▸ TEXTO DEL EJERCICIO
□ □ □
Nuestro drama religioso-moral siguió durante años
convirtiéndose en una frustración llena de temor y sentimientos de culpa
constantes pues nunca lográbamos con nuestras acciones y cumplimientos morales
ser del todo “buenos” para ganarnos con nuestros méritos el “cielo”. Por lo que
el “evangelio” terminó siendo una “mala noticia” molesta, antipática y casi
odiosa, a pesar de nuestros esfuerzos por intentar tener contento a aquel “dios
amenazador”. Se nos hablaba más de “dios” que de Jesus de Nazareth, nuestro
Salvador.
Algunos de mis amigos, pasada la adolescencia,
terminaron por desconectar de aquella idea de “dios” viviendo sumidos en la
indiferencia religiosa, otros en el agnosticismo. Mi educación escolar, desde
los tres años estuvo condicionada e influenciada por la formación recibida de
las ideas políticas, morales y religiosas del nacionalcatolicismo que se nos
“programaban” en un clima de miedo, culpabilizaciones y ausencia de defensas
críticas. El miedo se respiraba en la calle, en la escuela y en la iglesia.
Nuestra ignorancia y miedos se utilizaban como caldo de cultivo para la
inculcación política, moral y religiosa en las prédicas de las Misiones
populares, en la parroquia y en la escuela.
Este resumen hecho desde la perspectiva en este año
de 2019, me permite resumir que fuimos atendidos por nuestros padres en las
necesidades básicas materiales y psicológicas de acogida incondicional,
protección, atención y afecto, sin lujos y con muchas limitaciones que
asumíamos, pues sabíamos en qué “casa vivíamos y comíamos” y el medio hostil de
la mar dónde trabajaba mi padre al que tratábamos de ayudar y colaborar dentro
de lo que un niño pequeño puede hacer.
En el aspecto social, vimos en ellos ejemplos de las
mejores lecciones de respeto a los demás, de sociabilidad, de civismo, del buen
uso de la libertad responsable, de aprender a cuidar de nosotros mismos, de
elegir amistades sanas, de discernir a los buenos amigos y huir de las malas
compañías, de alegría y de sentido festivo de la vida a pesar de todas las
dificultades, de acogida y confianza sensata en la vida y en los demás, de
solidaridad, de compartir lo poco que teníamos, de valorar el sentido de
pertenencia a una familia, a una iglesia, a un país, de saber elegir los
valores que construyen a las personas y evitar los anti valores que destruyen,
de saber vivir a tenor de lo que se tiene y se puede dentro de unos límites.
También tuvimos la suerte de ver en ellos y vivir
unos valores de trascendencia y de sentido, de una fe “cristiana” a veces
deformada que con el tiempo iríamos depurando y acrisolando con nuestra
formación, vivencias y nuestro propio sentido crítico en todos los aspectos
dogmáticos, morales y “políticos” del nacionalcatolicismo que nos envolvía.
□ □ □
▸ INFORMACIÓN
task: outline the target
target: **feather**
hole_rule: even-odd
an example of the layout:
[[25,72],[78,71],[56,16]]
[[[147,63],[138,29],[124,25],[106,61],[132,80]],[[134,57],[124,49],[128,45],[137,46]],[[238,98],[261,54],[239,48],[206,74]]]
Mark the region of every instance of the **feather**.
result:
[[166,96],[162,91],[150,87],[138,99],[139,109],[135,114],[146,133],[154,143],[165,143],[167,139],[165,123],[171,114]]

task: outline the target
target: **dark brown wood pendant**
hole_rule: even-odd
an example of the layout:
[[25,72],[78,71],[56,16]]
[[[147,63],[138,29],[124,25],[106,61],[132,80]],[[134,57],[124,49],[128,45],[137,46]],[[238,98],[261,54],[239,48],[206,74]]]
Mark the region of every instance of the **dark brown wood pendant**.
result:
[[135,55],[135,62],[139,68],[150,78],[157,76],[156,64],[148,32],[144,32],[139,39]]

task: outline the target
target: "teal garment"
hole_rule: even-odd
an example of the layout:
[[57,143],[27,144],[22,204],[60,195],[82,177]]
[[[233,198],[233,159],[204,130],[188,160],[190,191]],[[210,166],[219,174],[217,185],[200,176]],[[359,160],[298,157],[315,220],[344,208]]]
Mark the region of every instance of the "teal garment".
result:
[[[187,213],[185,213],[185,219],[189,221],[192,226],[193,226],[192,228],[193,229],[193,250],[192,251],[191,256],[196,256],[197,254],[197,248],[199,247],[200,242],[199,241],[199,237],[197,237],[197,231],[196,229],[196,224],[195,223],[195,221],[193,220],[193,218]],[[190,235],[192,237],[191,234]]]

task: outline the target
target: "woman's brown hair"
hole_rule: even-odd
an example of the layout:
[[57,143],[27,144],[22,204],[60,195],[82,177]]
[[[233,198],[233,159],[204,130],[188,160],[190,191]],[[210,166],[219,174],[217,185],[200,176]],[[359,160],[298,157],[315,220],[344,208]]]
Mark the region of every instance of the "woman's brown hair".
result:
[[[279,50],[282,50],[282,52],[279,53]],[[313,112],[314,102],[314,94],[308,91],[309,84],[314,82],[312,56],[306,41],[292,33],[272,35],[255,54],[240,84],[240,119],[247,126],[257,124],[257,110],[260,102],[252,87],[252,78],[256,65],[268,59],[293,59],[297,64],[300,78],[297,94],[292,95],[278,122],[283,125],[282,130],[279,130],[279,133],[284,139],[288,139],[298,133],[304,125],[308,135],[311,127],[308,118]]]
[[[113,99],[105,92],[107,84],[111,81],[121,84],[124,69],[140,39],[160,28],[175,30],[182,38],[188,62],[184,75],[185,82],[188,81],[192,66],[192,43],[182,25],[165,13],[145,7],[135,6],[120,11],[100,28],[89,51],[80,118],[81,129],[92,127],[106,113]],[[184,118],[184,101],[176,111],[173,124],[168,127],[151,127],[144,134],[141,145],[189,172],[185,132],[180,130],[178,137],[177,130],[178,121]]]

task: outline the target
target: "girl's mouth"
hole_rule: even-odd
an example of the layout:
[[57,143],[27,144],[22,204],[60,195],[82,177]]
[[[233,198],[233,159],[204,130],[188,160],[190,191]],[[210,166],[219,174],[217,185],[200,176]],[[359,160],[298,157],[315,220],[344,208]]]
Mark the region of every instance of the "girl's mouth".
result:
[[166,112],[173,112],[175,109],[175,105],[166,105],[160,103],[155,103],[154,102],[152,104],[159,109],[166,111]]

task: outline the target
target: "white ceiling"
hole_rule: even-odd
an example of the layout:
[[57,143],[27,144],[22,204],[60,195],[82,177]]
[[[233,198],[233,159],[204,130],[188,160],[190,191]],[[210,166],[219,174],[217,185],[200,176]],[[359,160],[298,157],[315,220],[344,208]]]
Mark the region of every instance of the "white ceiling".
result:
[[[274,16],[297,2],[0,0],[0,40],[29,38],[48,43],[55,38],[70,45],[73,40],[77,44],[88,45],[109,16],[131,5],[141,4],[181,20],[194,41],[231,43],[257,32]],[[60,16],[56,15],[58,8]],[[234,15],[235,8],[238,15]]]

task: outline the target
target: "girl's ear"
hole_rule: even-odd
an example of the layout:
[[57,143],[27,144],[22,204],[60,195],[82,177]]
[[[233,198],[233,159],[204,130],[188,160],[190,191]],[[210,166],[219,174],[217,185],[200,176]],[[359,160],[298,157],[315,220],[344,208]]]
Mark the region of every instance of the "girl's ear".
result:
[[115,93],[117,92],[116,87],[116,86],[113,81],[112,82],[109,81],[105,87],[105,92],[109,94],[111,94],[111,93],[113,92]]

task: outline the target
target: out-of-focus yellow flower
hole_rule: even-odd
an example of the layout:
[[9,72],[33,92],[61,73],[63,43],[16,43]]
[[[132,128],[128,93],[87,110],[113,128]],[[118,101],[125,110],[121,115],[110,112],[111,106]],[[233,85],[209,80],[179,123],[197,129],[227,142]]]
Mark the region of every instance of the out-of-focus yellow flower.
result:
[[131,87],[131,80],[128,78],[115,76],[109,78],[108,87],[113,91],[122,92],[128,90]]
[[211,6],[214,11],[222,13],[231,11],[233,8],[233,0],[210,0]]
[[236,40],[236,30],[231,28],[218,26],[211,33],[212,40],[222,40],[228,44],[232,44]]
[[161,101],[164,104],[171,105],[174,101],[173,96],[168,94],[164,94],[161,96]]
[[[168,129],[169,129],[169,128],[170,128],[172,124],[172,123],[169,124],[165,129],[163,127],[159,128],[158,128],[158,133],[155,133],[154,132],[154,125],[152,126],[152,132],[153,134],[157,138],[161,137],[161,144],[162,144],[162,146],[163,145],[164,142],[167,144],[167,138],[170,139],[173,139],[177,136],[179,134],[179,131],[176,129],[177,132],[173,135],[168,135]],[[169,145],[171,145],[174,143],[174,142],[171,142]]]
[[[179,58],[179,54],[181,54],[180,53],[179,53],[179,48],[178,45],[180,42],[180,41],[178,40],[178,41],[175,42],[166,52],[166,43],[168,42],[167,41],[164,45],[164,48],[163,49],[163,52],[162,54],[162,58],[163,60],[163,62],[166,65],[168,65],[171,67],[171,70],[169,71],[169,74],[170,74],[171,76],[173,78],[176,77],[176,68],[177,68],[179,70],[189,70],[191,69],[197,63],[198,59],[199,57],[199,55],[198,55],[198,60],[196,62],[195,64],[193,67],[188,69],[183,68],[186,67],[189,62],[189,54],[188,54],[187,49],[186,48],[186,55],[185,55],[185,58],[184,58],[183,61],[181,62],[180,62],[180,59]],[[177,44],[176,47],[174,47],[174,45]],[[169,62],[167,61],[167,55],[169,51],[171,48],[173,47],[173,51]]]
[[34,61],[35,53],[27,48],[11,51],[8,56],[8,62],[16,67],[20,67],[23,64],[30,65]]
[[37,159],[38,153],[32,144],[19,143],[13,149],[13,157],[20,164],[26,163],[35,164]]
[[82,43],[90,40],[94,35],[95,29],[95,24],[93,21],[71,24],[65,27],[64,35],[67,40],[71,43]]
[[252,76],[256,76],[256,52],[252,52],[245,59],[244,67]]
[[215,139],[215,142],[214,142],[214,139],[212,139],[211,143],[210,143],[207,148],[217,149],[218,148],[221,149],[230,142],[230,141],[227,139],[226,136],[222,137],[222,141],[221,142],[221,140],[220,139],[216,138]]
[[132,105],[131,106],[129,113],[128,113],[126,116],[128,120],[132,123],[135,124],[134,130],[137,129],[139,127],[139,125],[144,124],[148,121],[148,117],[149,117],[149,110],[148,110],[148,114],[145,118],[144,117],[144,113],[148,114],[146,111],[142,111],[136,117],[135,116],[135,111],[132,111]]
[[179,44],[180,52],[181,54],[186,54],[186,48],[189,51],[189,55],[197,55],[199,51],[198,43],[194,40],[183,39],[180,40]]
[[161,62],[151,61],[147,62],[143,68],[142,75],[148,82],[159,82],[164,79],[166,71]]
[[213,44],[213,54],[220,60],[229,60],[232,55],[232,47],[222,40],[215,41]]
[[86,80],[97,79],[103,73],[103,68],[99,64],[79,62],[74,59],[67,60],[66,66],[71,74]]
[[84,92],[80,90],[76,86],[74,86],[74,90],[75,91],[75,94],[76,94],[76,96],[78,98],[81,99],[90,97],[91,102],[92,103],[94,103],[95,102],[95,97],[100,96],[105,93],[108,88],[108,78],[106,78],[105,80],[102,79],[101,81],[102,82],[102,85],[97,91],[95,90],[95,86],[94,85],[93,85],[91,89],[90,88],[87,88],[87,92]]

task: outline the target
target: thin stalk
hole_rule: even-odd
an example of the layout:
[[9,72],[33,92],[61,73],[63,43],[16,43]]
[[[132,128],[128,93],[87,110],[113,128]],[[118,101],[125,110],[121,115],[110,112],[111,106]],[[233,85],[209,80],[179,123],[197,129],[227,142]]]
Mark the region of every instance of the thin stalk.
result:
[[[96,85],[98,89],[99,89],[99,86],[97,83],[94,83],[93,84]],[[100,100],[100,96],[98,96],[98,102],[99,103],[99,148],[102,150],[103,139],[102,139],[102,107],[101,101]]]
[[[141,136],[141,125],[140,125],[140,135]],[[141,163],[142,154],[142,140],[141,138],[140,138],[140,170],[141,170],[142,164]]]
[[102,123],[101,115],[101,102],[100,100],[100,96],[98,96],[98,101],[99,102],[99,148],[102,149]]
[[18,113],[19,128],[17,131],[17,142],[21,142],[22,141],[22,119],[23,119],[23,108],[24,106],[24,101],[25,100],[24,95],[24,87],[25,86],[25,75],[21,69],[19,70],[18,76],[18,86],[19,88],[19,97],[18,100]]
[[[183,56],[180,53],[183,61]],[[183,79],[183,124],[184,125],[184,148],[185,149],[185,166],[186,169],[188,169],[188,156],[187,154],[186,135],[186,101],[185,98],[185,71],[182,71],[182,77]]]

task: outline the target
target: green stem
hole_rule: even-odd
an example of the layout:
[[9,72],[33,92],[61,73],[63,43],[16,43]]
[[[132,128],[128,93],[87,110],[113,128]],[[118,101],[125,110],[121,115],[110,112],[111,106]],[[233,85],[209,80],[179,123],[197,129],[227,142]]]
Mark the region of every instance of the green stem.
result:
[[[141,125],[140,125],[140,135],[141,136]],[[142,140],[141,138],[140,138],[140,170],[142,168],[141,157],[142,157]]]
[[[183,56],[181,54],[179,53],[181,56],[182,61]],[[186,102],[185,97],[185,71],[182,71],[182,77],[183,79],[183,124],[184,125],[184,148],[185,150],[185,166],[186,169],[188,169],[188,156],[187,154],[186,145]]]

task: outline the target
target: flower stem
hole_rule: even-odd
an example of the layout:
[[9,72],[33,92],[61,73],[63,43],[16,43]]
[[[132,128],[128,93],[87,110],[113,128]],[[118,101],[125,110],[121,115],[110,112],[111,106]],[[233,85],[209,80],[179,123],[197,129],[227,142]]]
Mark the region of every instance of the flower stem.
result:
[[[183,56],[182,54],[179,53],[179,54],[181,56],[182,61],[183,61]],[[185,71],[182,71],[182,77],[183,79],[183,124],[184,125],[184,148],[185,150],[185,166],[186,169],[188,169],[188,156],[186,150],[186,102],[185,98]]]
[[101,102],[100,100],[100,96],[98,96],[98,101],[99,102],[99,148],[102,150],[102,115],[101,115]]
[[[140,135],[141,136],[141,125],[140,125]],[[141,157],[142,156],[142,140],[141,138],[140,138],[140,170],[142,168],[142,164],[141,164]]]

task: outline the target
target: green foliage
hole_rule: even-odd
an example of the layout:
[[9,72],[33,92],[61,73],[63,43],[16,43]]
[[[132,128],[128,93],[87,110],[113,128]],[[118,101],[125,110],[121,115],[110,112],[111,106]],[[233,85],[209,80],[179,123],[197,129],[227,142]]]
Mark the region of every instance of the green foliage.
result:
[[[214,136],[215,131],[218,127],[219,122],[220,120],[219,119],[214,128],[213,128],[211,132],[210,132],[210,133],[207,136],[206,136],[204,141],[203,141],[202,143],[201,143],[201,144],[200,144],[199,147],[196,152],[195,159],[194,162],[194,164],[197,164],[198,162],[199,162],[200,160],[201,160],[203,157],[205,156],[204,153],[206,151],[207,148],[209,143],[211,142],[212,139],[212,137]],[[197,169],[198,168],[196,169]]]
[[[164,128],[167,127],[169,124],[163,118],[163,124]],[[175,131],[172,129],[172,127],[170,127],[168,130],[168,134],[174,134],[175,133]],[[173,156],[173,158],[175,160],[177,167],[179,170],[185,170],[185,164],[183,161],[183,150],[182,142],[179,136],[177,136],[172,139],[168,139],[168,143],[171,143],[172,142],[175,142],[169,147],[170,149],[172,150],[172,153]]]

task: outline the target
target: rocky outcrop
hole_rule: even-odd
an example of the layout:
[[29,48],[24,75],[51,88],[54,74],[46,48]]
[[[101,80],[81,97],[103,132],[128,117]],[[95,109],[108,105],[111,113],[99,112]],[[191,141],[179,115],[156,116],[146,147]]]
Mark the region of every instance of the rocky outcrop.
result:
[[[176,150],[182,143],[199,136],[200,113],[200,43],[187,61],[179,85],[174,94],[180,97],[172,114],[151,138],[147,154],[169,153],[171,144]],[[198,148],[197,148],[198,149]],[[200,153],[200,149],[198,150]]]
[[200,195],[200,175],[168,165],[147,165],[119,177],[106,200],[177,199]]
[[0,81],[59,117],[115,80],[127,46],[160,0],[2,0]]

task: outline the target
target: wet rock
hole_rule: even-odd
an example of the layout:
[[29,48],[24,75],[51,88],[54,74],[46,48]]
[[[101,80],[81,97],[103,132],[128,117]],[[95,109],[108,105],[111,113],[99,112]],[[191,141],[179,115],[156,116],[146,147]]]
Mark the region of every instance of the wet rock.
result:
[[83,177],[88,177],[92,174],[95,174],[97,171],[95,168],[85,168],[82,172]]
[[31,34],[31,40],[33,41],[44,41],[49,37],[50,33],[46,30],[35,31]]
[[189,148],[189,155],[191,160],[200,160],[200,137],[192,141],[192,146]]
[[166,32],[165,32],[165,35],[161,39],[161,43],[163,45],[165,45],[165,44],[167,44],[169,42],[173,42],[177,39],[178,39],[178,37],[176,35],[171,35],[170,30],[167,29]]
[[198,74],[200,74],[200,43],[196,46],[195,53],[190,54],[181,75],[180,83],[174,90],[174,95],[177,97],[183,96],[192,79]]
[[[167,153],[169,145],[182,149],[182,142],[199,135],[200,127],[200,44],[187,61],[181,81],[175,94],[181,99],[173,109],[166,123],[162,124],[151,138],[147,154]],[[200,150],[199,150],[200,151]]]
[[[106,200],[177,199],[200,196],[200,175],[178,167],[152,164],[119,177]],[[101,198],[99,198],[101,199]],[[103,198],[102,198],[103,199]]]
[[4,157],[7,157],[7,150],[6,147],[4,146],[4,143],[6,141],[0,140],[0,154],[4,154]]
□ □ □
▸ COMPLETA LO SIGUIENTE
(a) Según el texto sobre la educación bajo el nacionalcatolicismo, ¿en qué medio trabajaba el padre de quien narra?
(b) Continúa el texto sobre la educación bajo el nacionalcatolicismo a partir de su última oración.

▸ RESPUESTAS ESCRITAS
(a) En la mar, un medio que el texto describe como hostil.

(b)
Cuando había preocupaciones por la falta de pesca o disgustos por pérdidas de
las redes por los temporales, enfermedades graves y operaciones médicas de mi
madre, lesiones laborales de mi padre a punto de morir por no disponer todavía
de antibióticos… todo ello lo vivíamos y sufríamos en una unión total asumiendo
cada uno lo mejor que podíamos nuestras pequeñas responsabilidades.
Tuve la fortuna de que un Maestro de Escuela, Don
Mariano Bru Martínez, me orientó para ir al Colegio de los Dominicos de la
Provincia del Santísimo Rosario de Filipinas. Allí, al igual que en los muchos
colegios de otras órdenes religiosas y seminarios, miles de adolescentes de
nuestra generación, pudieron recibir una formación que estaba inalcanzable para
los demás niños de familias humildes de la España de entonces. ¡Los colegios de
los frailes se convirtieron en la “Universidad” de miles de hijos de
labradores, mineros, pescadores, de familias humildes de la España de la
postguerra!
Resumiendo, puedo testimoniar que en nuestra casa se
respiraban y se asumían las limitaciones materiales de una humilde familia
marinera. ¡Pero mis padres y nosotros con ellos éramos “ricos” en expresiones
físicas de cariño, de atención y de su presencia en casa, de apoyo parental,
atención, diálogo, reparto proporcionado de responsabilidades a nuestra edad, control
parental con normas morales razonables, amonestaciones razonadas en los errores
distinguiendo “el pecado del pecador”, control que interpretábamos como
expresión del amor que nos tenían velando por nuestro bien, vivencias de
perdón, palabras de ánimo en las dificultades, nunca sufrimos castigos físicos,
aunque sí serias advertencias que iban acompañadas de razonamientos y de
cariño. Nos fueron dando ámbitos de libertad proporcional a la edad en que
íbamos creciendo, lo que reforzaba nuestra progresiva autoestima y confianza.
El estilo y actitudes que tenían nuestros padres con
nosotros eran de confianza en nosotros, flexibles, ni débiles ni rígidas, ni
autoritarios, ni permisivos, sino autoritativos definiendo las actividades de
manera racional y con sentido común. Las palabras de ánimo, de superación y
esfuerzo eran muy frecuentes en nuestras dificultades, estimulando y
reconociendo nuestros pequeños éxitos. Teníamos un ambiente de confiada
comunicación sintiéndonos escuchados y tenidos en cuenta.
Arriesgaban dejarnos tomar y ensayar experiencias e
iniciativas proporcionadas a nuestra edad confiando en nuestra libertad, lo que
era devuelto por nosotros reforzando la mutua confianza y nuestra autoestima.
En nuestra familia había una consigna muchas veces repetida por nuestros
padres: (En bable asturiano) ¡Fíos, tou lo que faigais faceilo con muchu
fegadin¡ (Del latin “fecatum” = hígado). Traducido: “¡Hijos, todo cuanto hagáis
hacedlo con mucho corazón o amor!”.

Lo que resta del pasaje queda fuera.